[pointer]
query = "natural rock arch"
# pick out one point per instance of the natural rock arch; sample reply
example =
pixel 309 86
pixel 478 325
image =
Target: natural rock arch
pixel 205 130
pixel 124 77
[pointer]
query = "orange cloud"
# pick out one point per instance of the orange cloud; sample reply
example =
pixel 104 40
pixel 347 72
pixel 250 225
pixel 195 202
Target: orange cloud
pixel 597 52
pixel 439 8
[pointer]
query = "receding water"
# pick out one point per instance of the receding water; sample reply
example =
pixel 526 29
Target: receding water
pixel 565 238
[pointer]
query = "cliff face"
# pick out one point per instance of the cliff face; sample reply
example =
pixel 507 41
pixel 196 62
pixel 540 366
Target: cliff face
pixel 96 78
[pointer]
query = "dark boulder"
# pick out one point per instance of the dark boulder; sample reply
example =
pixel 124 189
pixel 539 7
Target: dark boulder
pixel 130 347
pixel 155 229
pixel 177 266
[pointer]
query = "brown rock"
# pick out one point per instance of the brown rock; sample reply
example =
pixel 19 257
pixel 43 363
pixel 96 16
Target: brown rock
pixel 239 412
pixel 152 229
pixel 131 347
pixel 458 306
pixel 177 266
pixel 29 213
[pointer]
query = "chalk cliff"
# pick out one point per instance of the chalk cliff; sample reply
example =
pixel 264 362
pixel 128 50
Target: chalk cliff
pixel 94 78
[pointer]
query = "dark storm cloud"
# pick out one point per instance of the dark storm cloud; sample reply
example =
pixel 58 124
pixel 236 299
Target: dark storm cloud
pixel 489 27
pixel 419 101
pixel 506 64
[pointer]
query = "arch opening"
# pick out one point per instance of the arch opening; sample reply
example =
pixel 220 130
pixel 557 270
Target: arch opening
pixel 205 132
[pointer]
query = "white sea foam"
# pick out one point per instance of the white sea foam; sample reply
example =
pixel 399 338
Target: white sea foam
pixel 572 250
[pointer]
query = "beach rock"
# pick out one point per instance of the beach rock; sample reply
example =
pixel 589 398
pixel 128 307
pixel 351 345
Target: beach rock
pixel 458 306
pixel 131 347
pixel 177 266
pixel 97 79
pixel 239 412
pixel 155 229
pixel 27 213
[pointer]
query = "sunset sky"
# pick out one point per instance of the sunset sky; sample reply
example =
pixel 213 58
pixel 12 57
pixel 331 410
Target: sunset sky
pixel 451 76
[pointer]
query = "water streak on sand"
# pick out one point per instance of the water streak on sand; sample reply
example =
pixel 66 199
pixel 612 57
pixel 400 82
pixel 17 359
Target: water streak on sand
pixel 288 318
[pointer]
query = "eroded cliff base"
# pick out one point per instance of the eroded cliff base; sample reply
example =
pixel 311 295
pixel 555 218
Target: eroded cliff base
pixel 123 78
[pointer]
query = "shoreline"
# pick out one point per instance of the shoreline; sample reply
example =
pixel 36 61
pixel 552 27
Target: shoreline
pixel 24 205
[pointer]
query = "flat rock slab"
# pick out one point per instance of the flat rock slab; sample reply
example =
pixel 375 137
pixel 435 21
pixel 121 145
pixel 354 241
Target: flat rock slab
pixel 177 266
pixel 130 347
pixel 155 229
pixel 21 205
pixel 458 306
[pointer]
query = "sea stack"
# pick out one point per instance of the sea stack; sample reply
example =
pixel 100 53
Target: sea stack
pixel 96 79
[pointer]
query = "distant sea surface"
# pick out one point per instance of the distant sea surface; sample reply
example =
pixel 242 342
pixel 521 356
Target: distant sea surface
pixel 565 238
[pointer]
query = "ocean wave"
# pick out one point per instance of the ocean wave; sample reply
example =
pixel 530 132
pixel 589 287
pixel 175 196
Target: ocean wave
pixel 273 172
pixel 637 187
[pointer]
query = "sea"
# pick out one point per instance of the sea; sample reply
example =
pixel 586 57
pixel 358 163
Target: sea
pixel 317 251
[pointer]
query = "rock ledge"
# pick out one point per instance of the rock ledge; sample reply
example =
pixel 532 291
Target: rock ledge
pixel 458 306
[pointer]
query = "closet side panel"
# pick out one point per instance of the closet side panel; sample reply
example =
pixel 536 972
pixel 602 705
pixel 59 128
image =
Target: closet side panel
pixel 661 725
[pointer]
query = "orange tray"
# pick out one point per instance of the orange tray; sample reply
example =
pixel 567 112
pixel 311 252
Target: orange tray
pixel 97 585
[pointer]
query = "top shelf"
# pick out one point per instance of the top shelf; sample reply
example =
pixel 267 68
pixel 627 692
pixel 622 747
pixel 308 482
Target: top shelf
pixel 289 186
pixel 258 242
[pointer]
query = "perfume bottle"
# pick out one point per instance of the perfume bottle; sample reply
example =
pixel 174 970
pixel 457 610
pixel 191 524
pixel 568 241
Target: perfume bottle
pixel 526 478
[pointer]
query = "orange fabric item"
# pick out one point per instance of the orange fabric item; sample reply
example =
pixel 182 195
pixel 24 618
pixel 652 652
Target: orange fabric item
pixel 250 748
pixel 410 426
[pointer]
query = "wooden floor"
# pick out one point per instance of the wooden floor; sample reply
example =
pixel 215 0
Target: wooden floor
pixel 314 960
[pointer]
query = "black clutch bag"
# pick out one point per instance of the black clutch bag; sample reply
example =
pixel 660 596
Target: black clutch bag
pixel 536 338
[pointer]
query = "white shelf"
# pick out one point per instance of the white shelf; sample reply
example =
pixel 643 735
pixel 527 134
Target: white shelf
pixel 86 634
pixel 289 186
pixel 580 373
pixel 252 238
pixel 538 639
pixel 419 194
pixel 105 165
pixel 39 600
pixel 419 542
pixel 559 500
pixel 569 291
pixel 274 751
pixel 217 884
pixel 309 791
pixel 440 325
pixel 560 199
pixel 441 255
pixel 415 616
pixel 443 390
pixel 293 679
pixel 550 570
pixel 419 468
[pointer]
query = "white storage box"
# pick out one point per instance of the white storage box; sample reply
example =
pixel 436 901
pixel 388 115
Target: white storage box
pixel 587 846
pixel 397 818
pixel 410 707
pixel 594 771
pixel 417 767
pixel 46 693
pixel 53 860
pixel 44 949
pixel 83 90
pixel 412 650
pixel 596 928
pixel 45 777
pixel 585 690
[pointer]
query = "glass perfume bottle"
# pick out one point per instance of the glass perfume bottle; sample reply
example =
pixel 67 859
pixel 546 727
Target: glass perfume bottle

- **GIVEN PROBLEM**
Convert the data above, from its first line through the line containing "pixel 439 8" (both included), into a JSON list of strings with one string per line, omitting any blank lines.

- **SOLUTION TO THE PROBLEM**
[
  "[pointer]",
  "query = \"natural rock arch\"",
  "# pick out one point per instance of the natural rock arch; sample reply",
  "example =",
  "pixel 309 86",
  "pixel 478 325",
  "image =",
  "Target: natural rock arch",
  "pixel 205 130",
  "pixel 124 77",
  "[pointer]",
  "query = \"orange cloud\"",
  "# pick out one point per instance of the orange cloud; sample reply",
  "example =",
  "pixel 104 40",
  "pixel 347 72",
  "pixel 250 225",
  "pixel 195 202",
  "Target: orange cloud",
  "pixel 597 52",
  "pixel 439 8"
]